**Supplied records:**
%%

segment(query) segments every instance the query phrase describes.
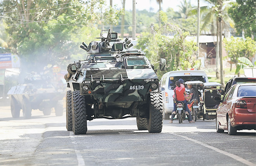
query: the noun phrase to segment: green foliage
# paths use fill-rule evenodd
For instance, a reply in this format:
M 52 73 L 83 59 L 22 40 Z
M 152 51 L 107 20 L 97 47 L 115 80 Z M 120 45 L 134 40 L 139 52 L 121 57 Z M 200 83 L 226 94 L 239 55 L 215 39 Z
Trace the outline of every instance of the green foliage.
M 244 67 L 253 67 L 253 64 L 250 61 L 249 59 L 245 57 L 239 57 L 237 58 L 238 62 L 237 65 L 237 68 L 235 70 L 235 74 L 236 74 L 238 73 L 239 71 Z
M 21 57 L 22 67 L 33 69 L 48 64 L 61 66 L 72 55 L 84 54 L 79 45 L 99 35 L 98 24 L 117 22 L 121 11 L 107 8 L 105 3 L 104 0 L 2 1 L 0 13 L 12 18 L 5 19 L 11 52 Z
M 249 64 L 247 60 L 240 57 L 248 58 L 256 54 L 256 42 L 249 37 L 243 40 L 231 36 L 228 41 L 224 38 L 223 42 L 228 52 L 228 57 L 230 59 L 230 61 L 237 66 L 236 74 L 245 67 L 245 65 L 248 66 Z
M 228 10 L 228 13 L 235 23 L 235 28 L 239 33 L 243 29 L 245 36 L 254 36 L 256 40 L 256 3 L 255 0 L 237 0 Z
M 185 40 L 189 33 L 166 21 L 166 15 L 161 16 L 164 25 L 159 29 L 155 24 L 150 31 L 142 33 L 136 47 L 141 49 L 154 65 L 158 66 L 160 58 L 166 59 L 166 69 L 158 71 L 159 76 L 168 71 L 200 66 L 200 61 L 195 59 L 196 44 Z M 172 38 L 166 35 L 168 34 L 175 35 Z

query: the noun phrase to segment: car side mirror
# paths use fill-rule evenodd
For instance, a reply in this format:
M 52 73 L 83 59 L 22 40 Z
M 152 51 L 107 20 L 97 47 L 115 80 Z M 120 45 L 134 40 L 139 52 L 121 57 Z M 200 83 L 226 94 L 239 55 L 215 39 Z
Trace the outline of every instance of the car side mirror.
M 160 63 L 159 63 L 159 68 L 161 71 L 164 71 L 165 70 L 166 64 L 166 60 L 165 59 L 161 58 L 160 59 Z
M 217 91 L 217 94 L 219 95 L 224 95 L 224 90 L 223 89 L 218 89 Z
M 214 102 L 220 102 L 221 101 L 221 99 L 220 97 L 214 97 L 213 100 L 214 100 Z

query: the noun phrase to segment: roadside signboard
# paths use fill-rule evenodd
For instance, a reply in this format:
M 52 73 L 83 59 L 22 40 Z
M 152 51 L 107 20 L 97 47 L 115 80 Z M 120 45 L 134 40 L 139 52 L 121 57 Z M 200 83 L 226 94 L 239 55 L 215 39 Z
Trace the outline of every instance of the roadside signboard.
M 20 66 L 19 58 L 11 54 L 0 54 L 0 69 L 19 68 Z
M 12 68 L 12 55 L 10 54 L 0 54 L 0 69 Z

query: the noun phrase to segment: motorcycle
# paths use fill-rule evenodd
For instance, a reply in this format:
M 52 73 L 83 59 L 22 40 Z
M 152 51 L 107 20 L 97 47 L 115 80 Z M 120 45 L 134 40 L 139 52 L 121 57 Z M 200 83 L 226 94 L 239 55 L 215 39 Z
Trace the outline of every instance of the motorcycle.
M 179 120 L 179 123 L 182 123 L 182 121 L 186 119 L 186 113 L 184 110 L 184 104 L 179 101 L 176 104 L 176 114 L 177 118 Z

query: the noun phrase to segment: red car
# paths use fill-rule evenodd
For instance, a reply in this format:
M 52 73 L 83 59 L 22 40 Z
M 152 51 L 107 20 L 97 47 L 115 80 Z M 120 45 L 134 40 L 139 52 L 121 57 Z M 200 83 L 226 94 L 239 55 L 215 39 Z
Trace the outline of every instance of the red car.
M 216 111 L 216 130 L 227 130 L 229 135 L 237 130 L 256 130 L 256 83 L 235 84 L 220 101 Z

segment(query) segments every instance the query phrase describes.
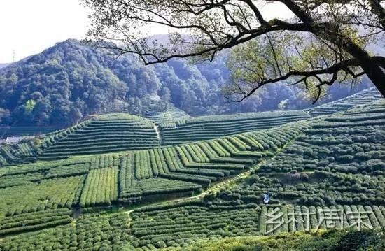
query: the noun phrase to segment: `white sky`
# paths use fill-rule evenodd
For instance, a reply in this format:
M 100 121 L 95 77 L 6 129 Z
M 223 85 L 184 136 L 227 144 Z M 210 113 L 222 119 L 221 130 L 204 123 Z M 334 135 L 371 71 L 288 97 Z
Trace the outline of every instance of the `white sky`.
M 279 5 L 265 10 L 265 18 L 282 18 L 288 13 Z M 57 42 L 83 38 L 89 14 L 79 0 L 0 0 L 0 63 L 12 62 L 13 51 L 20 60 Z

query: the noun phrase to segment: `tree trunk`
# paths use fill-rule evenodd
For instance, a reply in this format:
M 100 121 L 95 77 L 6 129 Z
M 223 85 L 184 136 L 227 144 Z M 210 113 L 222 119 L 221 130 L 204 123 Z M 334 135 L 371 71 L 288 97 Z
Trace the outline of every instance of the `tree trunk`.
M 381 67 L 372 63 L 370 65 L 361 65 L 361 68 L 385 98 L 385 73 Z
M 385 98 L 385 72 L 372 59 L 366 50 L 350 41 L 344 43 L 342 48 L 358 61 L 369 79 Z
M 351 40 L 340 34 L 337 30 L 333 30 L 334 27 L 332 26 L 327 27 L 329 30 L 325 28 L 326 27 L 317 29 L 314 31 L 315 31 L 314 33 L 323 39 L 340 46 L 344 50 L 356 59 L 369 79 L 385 98 L 385 72 L 379 65 L 374 62 L 366 50 L 356 45 Z M 319 32 L 320 31 L 321 32 Z M 336 41 L 340 42 L 336 43 Z

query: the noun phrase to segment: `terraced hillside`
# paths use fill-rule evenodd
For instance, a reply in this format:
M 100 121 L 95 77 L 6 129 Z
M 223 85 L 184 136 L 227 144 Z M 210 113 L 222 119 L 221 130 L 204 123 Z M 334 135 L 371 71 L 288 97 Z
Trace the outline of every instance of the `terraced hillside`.
M 338 111 L 346 110 L 354 106 L 369 103 L 370 102 L 381 100 L 384 97 L 375 87 L 371 87 L 346 98 L 329 102 L 314 108 L 309 109 L 312 117 L 321 115 L 330 115 Z
M 35 161 L 37 155 L 35 143 L 31 140 L 4 145 L 0 148 L 0 166 Z
M 149 120 L 127 114 L 99 115 L 63 137 L 54 135 L 56 138 L 39 157 L 53 159 L 155 147 L 159 141 L 154 126 Z
M 10 136 L 36 136 L 55 131 L 55 127 L 34 126 L 10 126 L 0 124 L 0 138 Z
M 272 128 L 309 117 L 302 110 L 202 116 L 161 124 L 160 132 L 164 145 L 178 145 Z
M 174 125 L 175 121 L 186 120 L 191 117 L 182 110 L 172 106 L 164 112 L 148 115 L 146 117 L 155 122 L 157 124 L 163 124 L 166 125 L 169 123 L 169 125 L 172 126 Z
M 194 143 L 1 168 L 0 250 L 186 250 L 202 239 L 384 229 L 384 110 L 382 101 Z

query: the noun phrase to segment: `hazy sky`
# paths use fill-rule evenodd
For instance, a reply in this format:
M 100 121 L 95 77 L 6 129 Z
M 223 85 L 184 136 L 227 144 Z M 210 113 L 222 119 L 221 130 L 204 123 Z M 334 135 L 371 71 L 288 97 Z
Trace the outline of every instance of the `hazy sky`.
M 288 13 L 281 6 L 265 10 L 266 18 Z M 0 0 L 0 63 L 12 62 L 13 51 L 20 60 L 57 42 L 83 38 L 89 14 L 79 0 Z M 156 29 L 167 30 L 162 31 Z

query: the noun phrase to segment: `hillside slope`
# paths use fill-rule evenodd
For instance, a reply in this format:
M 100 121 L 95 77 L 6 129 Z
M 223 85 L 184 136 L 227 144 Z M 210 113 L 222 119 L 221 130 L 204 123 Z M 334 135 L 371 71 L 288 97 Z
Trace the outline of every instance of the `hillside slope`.
M 384 229 L 384 111 L 380 101 L 195 143 L 1 168 L 0 249 L 187 250 L 227 237 Z M 185 198 L 159 203 L 176 196 Z
M 267 85 L 239 103 L 227 102 L 220 88 L 229 81 L 225 55 L 193 65 L 182 59 L 145 66 L 133 55 L 111 55 L 80 41 L 58 43 L 41 53 L 0 71 L 0 120 L 3 124 L 68 127 L 92 114 L 113 110 L 144 115 L 144 100 L 160 98 L 191 115 L 310 108 L 303 89 Z M 337 85 L 320 102 L 370 86 Z M 164 106 L 156 107 L 162 112 Z M 6 113 L 1 113 L 6 110 Z

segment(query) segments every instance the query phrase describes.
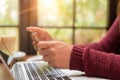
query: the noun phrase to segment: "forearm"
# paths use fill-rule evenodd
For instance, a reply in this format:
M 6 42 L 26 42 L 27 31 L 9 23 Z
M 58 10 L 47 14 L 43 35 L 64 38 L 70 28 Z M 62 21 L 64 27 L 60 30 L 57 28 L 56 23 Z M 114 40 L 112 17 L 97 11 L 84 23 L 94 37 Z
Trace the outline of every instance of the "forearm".
M 120 55 L 86 48 L 83 53 L 83 62 L 87 76 L 120 80 Z

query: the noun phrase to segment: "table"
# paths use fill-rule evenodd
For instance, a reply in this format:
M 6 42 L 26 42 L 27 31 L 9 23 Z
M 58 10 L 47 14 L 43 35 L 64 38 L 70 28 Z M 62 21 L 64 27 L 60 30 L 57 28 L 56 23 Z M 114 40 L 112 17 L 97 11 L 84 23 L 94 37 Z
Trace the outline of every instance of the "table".
M 26 60 L 31 55 L 25 56 L 22 58 L 22 60 Z M 87 77 L 85 76 L 84 72 L 81 71 L 75 71 L 75 70 L 68 70 L 68 69 L 61 69 L 63 72 L 65 72 L 67 75 L 71 77 L 72 80 L 109 80 L 109 79 L 104 79 L 104 78 L 97 78 L 97 77 Z M 9 74 L 7 70 L 4 68 L 3 63 L 0 63 L 0 80 L 9 80 Z

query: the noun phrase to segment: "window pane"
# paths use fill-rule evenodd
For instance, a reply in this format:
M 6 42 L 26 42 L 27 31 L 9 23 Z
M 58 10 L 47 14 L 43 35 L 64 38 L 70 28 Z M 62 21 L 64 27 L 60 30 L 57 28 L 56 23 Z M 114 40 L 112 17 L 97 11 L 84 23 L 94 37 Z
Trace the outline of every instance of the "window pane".
M 76 26 L 106 27 L 108 0 L 76 0 Z
M 75 33 L 75 43 L 85 44 L 99 41 L 106 34 L 106 30 L 83 30 L 77 29 Z
M 46 31 L 55 40 L 62 40 L 68 43 L 72 43 L 72 29 L 57 29 L 57 28 L 46 28 Z
M 38 0 L 38 25 L 72 25 L 72 0 Z
M 18 0 L 0 0 L 0 25 L 18 25 Z
M 15 48 L 14 51 L 18 50 L 18 28 L 15 27 L 0 27 L 0 38 L 1 37 L 15 37 Z M 13 41 L 12 41 L 13 42 Z M 9 42 L 8 42 L 9 43 Z M 5 44 L 7 45 L 7 44 Z M 6 47 L 7 48 L 7 47 Z M 9 50 L 9 48 L 8 48 Z

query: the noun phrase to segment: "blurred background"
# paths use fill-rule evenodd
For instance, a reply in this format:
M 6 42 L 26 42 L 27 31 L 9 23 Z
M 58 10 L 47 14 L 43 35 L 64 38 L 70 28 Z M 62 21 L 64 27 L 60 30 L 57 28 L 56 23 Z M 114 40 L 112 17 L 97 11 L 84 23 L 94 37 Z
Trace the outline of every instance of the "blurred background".
M 44 28 L 70 44 L 99 41 L 116 17 L 118 0 L 0 0 L 0 36 L 15 36 L 15 50 L 35 54 L 25 28 Z

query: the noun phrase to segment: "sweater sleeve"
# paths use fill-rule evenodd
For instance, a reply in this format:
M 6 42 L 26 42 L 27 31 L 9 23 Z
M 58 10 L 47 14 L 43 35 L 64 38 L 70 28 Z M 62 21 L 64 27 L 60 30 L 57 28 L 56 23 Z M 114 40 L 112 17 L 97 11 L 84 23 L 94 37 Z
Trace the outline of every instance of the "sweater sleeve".
M 106 36 L 100 42 L 84 47 L 74 45 L 70 58 L 70 69 L 84 71 L 88 76 L 111 79 L 116 77 L 117 80 L 119 78 L 118 74 L 120 74 L 120 71 L 117 70 L 120 68 L 118 65 L 120 63 L 120 56 L 117 55 L 120 53 L 119 31 L 118 16 Z M 100 72 L 100 70 L 102 71 Z
M 120 80 L 120 55 L 85 49 L 83 58 L 87 76 Z

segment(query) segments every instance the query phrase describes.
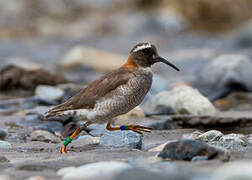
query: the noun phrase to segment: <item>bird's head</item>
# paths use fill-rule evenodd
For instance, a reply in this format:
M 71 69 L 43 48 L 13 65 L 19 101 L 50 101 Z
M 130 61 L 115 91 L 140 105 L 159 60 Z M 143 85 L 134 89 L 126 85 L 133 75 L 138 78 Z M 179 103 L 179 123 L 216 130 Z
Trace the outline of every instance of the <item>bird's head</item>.
M 154 63 L 162 62 L 179 71 L 179 68 L 174 64 L 159 56 L 156 47 L 150 43 L 139 43 L 135 45 L 130 51 L 129 58 L 140 67 L 150 67 Z

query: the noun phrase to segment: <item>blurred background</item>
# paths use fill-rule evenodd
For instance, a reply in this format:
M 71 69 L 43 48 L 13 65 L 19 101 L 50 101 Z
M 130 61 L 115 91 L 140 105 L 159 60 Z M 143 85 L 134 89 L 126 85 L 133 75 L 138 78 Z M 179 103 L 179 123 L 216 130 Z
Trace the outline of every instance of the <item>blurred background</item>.
M 86 84 L 151 42 L 182 69 L 155 65 L 153 94 L 186 83 L 214 101 L 252 88 L 243 69 L 252 57 L 251 17 L 251 0 L 0 0 L 0 67 L 44 67 Z M 226 77 L 235 69 L 225 65 L 230 54 L 245 74 Z

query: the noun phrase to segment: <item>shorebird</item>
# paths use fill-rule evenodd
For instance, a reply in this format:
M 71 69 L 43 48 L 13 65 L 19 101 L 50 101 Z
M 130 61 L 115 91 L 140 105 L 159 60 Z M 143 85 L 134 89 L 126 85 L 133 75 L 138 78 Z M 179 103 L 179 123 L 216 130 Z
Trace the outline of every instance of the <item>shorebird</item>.
M 177 71 L 175 65 L 159 56 L 150 43 L 139 43 L 130 51 L 127 62 L 120 68 L 91 82 L 66 102 L 46 113 L 46 118 L 70 115 L 85 120 L 85 123 L 68 137 L 60 149 L 67 153 L 66 147 L 82 130 L 92 123 L 107 123 L 109 131 L 131 130 L 136 133 L 150 132 L 151 128 L 139 125 L 112 127 L 114 117 L 125 114 L 138 106 L 151 88 L 151 66 L 157 62 L 165 63 Z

%%

**What the task asks:** Copy out, unchanged, everything from the line containing "query: the noun phrase to segment: car" down to the line containing "Trace the outline of every instance of the car", including both of those lines.

**Output below:**
query: the noun phrase to segment: car side mirror
# paths use fill-rule evenodd
For instance, a reply in this format:
M 52 73 L 83 59 L 22 40 Z
M 152 51 L 107 20 L 97 47 L 115 80 Z M 120 45 L 134 40 L 139 52 L 121 57 Z M 200 83 L 226 94 L 239 55 L 215 39 Z
Trace the outline of every instance of the car side mirror.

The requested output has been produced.